_Complete the following_
A - Answer these questions about the grid magnet explanation:
(i) What worst-case total complexity results from computing each square's degree of freedom separately?
(ii) What is kept for each square so that the search does not start over from squares already reached?
(iii) What fact about the edges makes the complexity proportional to the number of pairs that appear in the search?
B - Continue the grid magnet explanation from its last sentence.

_Text_
+++

First, for a square \(S\) without a magnet, let us consider how to find its degree of freedom.
This can be found by BFS (Breadth-First Search) on a grid graph.
Consider a graph whose vertices are the squares without a magnet (let us call the vertex corresponding to a square \(A\) simply vertex \(A\)), and where there is an edge pointing from vertex \(A\) to vertex \(B\) if and only if one can make a move from square \(A\) to square \(B\). Then, the vertices reachable from vertex \(S\) via edges can be enumerated with DFS (Depth-First Search) and counted. (BFS also works.) The answers can be obtained by performing it for all squares (without a magnet).

However, since the graph has at most \(\Theta(HW)\) vertices and edges, finding the degree of freedom of one square costs \(\Theta(HW)\), for a total complexity of \(\Theta(H^2W^2)\) at worst, which is difficult to meet the time limit.

Now, notice that if one can reach from square \(A\) to square \(B\), ad no square adjacent to square \(B\) has a magnet, then the degree of freedom of square \(A\) and square \(B\) are the same. This is because, if there is no square adjacent to square \(B\) with a magnet, one can follow the reverse path from square \(A\) to square \(B\) to reach from square \(B\) to square \(A\), and thus every square \(C\) is reachable from \(A\) if and only if it is reachable from square \(B\). Therefore, if you find a square \(S'\) reachable while enumerating squares reachable from a square \(S\) and square \(S'\) does not have a magnet, you do not have to start over from square \(S'\). This can be managed by maintaining a flag for each square that indicates whether the square is already explored at least once.

We consider the complexity of this algorithm. Since the number of edges from each vertex is constant, the complexity is basically proportional to the number of pairs (starting square, another square reachable from it) that appear in the search.

+++

_Supplied material_

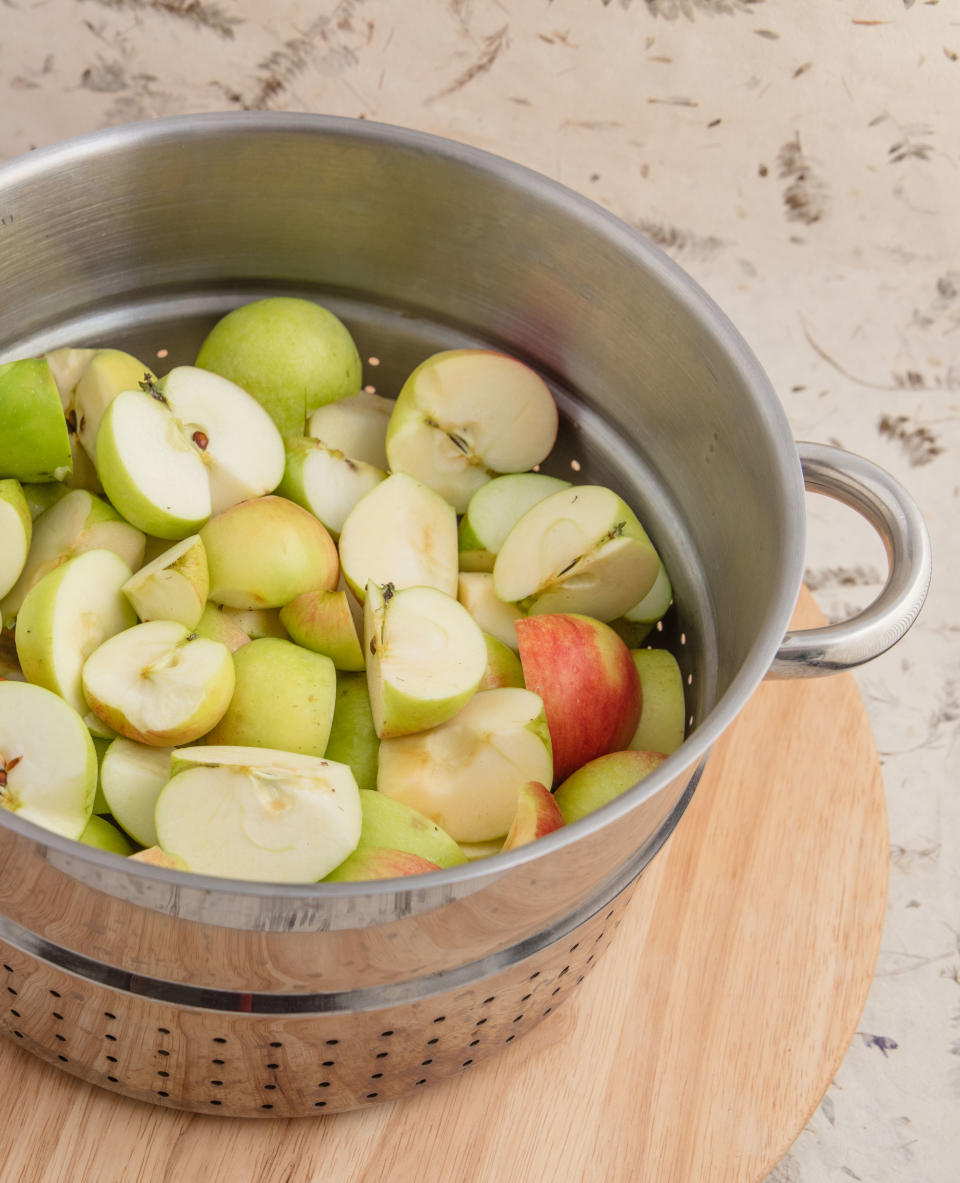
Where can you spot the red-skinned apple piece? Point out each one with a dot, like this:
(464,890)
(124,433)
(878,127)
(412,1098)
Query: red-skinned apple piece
(588,683)
(536,814)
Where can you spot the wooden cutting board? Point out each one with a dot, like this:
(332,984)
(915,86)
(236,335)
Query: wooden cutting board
(694,1053)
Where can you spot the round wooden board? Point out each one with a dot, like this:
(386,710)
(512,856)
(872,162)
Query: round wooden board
(695,1051)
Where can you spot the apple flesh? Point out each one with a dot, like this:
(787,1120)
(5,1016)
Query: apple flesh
(292,355)
(65,616)
(174,586)
(322,621)
(251,813)
(604,780)
(326,482)
(425,658)
(47,762)
(465,415)
(355,426)
(34,444)
(465,775)
(495,509)
(401,532)
(265,553)
(588,684)
(353,737)
(77,523)
(536,815)
(283,699)
(131,777)
(580,550)
(159,684)
(662,724)
(15,531)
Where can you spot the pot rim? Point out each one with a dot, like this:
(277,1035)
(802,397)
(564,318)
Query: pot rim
(629,241)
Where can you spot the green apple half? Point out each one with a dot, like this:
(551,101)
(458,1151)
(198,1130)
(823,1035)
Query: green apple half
(495,509)
(326,482)
(404,534)
(465,415)
(15,531)
(77,523)
(292,355)
(465,775)
(33,441)
(47,762)
(179,450)
(265,553)
(251,813)
(425,658)
(580,550)
(68,615)
(174,586)
(355,426)
(283,699)
(159,684)
(131,777)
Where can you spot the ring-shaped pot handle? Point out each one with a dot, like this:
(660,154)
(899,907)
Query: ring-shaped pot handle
(891,511)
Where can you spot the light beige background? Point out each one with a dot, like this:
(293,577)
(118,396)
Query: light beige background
(800,159)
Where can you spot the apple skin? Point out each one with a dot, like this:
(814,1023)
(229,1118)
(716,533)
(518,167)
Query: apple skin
(536,814)
(266,551)
(379,862)
(604,780)
(588,683)
(292,355)
(283,699)
(353,737)
(34,444)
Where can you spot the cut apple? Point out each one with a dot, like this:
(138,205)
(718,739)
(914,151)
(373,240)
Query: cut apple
(250,813)
(77,523)
(403,534)
(15,531)
(465,775)
(322,621)
(326,482)
(536,815)
(475,590)
(182,448)
(159,683)
(425,658)
(465,415)
(604,780)
(131,777)
(588,683)
(495,509)
(65,616)
(47,762)
(662,724)
(265,553)
(283,699)
(34,445)
(173,587)
(355,426)
(580,550)
(353,737)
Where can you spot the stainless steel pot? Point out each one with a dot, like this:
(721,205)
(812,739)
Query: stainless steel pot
(251,999)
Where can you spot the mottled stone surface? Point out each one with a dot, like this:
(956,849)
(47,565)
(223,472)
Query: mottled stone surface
(801,161)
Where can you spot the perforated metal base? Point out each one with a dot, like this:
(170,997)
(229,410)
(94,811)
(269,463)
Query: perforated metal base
(277,1065)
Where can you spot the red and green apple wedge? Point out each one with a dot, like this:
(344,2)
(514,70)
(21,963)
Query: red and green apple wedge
(251,813)
(465,415)
(425,658)
(465,775)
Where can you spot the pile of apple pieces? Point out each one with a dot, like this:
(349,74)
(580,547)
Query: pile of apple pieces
(246,635)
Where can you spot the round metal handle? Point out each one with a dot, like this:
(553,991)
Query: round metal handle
(894,515)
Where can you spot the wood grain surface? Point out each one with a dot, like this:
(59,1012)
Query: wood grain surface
(694,1053)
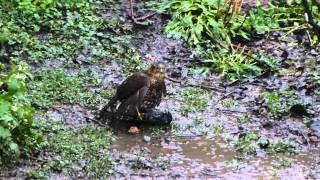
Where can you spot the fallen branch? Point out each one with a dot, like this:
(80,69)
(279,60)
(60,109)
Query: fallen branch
(95,121)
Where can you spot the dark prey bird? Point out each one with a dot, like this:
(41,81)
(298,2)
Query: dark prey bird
(138,93)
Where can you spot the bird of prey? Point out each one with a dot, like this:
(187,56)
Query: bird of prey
(139,92)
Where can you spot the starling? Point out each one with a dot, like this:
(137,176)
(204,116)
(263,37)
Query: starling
(139,93)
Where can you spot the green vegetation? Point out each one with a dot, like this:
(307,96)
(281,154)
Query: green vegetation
(214,26)
(68,31)
(198,21)
(16,131)
(83,151)
(194,100)
(50,87)
(274,104)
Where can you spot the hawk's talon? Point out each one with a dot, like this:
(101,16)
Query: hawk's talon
(139,115)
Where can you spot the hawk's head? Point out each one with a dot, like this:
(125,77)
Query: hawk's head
(157,71)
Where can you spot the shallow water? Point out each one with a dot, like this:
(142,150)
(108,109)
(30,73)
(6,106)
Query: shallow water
(194,157)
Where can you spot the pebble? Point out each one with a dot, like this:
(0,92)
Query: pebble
(146,139)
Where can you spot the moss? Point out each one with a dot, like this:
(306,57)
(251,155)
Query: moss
(50,87)
(82,152)
(194,100)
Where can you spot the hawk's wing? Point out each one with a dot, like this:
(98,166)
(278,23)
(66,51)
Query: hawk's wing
(132,85)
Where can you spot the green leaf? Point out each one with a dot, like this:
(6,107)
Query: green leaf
(4,133)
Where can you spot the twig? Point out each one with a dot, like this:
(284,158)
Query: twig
(145,17)
(317,4)
(233,111)
(310,19)
(308,140)
(225,96)
(137,19)
(95,121)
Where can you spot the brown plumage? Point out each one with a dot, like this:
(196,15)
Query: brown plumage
(139,92)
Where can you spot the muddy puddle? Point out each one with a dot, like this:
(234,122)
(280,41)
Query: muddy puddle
(198,157)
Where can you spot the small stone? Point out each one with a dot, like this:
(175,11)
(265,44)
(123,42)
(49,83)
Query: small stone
(314,139)
(146,139)
(134,130)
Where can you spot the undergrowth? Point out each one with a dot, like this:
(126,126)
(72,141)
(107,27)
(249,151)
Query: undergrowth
(52,87)
(16,114)
(69,31)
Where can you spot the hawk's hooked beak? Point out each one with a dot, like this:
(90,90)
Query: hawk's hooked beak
(162,67)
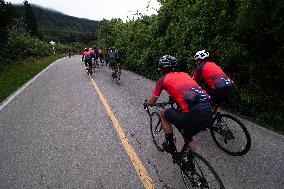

+++

_Replies_
A -
(i) \(\Theta(H^2W^2)\).
(ii) A flag indicating whether the square has already been explored at least once.
(iii) The number of edges from each vertex is constant.

B -
Paying attention to the latter, we consider how many times each square appears as “a square reachable from somewhere.” Any square not adjacent to a magnet appears exactly once; if \(T\) appeared twice or more, it means \(T\) had been found to be reachable from two different squares \(S\) and \(S'\), but then one could reach from \(S\) via \(T\) to \(S'\) (and from \(S'\) to \(S\) too), which means that one did not have to start searching from both \(S\) and \(S'\). Conversely, even if the square is unreachable for any other squares, we have to count the number of squares reachable from itself, so it appears at least once.
A square \(T'\) adjacent to a magnet appears at most four times. Excluding the case where \(T'\) itself is the starting point, it always appear as a result of a move from another square. However, this previous square is not adjacent to a magnet (because he can make a move to \(T'\)), which appears only once in the search. Therefore, since \(T'\) has at most four adjacent squares, of which at least one has a magnet, a move into \(T'\) occur at most three times. Including the case where the starting point is \(T'\) itself, it appears at most four times.
Hence, there are at most \(O(HW)\) pairs (starting square, another square reachable from it), which allows us to solve the problem in a total of \(O(HW)\) time; this is fast enough.
Thus this problem has been solved.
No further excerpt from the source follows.